Excerpted passage:
◆ ◆ ◆ ◆ ◆ ◆ ◆
TET2: A Novel Epigenetic Regulator and Potential Intervention Target for Atherosclerosis

Abstract

Atherosclerosis is the underlying cause of cardio-cerebrovascular disease. However, the mechanisms of atherosclerosis are still unclear. The modification of DNA methylation has an important role in atherosclerosis development. As a member of the Ten-eleven translocation (TET) family, TET methylcytosine dioxygenase 2 (TET2) can modify DNA methylation by catalyzing 5-methylcytosine to 5-hydroxymethylcytosine and mediate DNA demethylation. Recent findings suggest that TET2 is related to the phenotype transformation of vascular smooth muscle cells, endothelial dysfunction, and inflammation of macrophage, the key factors of atherosclerosis. Therefore, TET2 may be a potential target for atherosclerosis treatment. This review will elaborate the recent findings that suggest the role of TET2 in atherosclerosis.

Keywords: DNA demethylation; TET2; atherosclerosis; inflammation.

FIG. 1.

Schematic of TET2 signaling pathways involved in AS. TET2 as a potential target for regulation of AS processes, including the transformation of smooth muscle cells, autophagy of endothelial cells, endothelial dysfunction, and chronic inflammation. In addition, it is presumed that TET2 may indirectly regulate the development of AS by regulating the genes related to AS-related diseases. The dotted line represents the results to be verified, and the solid line represents the confirmed conclusion. AS, atherosclerosis; TET2, Ten-Eleven translocation methylcytosine dioxygenase 2.
◆ ◆ ◆ ◆ ◆ ◆ ◆
(Natural-language descriptions of regions)
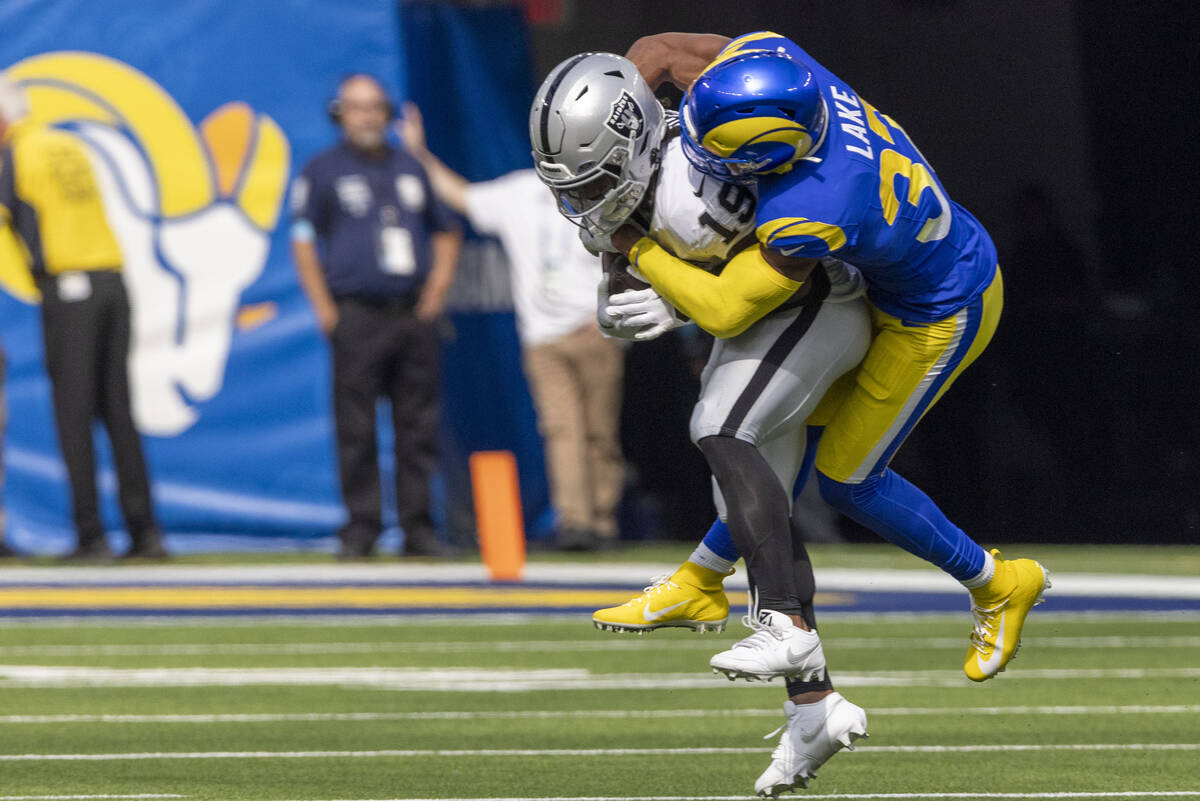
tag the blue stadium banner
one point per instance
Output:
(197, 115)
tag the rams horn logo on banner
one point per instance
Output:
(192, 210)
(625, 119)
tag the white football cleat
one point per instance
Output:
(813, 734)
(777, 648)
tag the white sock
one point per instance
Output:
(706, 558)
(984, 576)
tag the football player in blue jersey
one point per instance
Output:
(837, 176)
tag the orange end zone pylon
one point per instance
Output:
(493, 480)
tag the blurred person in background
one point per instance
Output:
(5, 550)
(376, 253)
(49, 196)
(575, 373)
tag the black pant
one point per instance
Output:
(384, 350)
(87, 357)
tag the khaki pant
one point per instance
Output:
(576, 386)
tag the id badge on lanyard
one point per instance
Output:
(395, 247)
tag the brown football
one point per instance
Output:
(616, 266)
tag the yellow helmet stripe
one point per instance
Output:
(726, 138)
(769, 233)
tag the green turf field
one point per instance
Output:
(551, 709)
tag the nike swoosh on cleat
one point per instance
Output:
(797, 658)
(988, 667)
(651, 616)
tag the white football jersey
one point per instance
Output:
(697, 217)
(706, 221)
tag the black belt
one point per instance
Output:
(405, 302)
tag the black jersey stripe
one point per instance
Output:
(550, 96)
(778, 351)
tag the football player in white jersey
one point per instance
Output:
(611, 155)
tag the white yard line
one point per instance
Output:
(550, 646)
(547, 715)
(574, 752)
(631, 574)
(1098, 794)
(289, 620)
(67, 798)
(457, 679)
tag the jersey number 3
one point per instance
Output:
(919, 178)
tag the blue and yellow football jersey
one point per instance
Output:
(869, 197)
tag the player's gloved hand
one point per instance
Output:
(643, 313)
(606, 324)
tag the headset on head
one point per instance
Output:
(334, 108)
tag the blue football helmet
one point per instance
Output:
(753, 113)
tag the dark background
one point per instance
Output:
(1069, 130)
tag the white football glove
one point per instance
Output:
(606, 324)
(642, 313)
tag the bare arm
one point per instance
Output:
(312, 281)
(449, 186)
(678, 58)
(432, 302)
◆ ◆ ◆ ◆ ◆ ◆ ◆
About this task:
Write the next part of the review on TET2 in atherosclerosis, picking up after the figure caption it ends with. These rows have nothing to do with the review on TET2 and atherosclerosis.

Written answer:
FIG. 2.

Factors involved in regulation of TET2 gene expression and enzyme activity. Transcription factors (NFYB, C/EBPα, Oct4) regulate TET2 mRNA levels in various developmental stages or cell types. microRNA inhibited TET protein expression in post-transcription level. TET protein can also be regulated by O-linked N-acetylglucosamine transferase or cullin-RING ubiquitin ligase 4-CRL4VprBP, acetyltransferase p300 in post-transcription level. IDAX results in TET2 protein degradation through caspase activation. Vitamin C acts as a cofactor for Fe2⁺ and 2-OG-dependent TET dioxygenase and can directly enhance the catalytic activity of TET protein. Pathological accumulation of three metabolites, namely, 2-hydroxyglutarete (2-HG), succinate, and fumarate, which are structurally similar to α-OG, leading to a competitive inhibition of α-OG-dependent TET activity. NFYB, nuclear transcriptional factor Y subunit beta.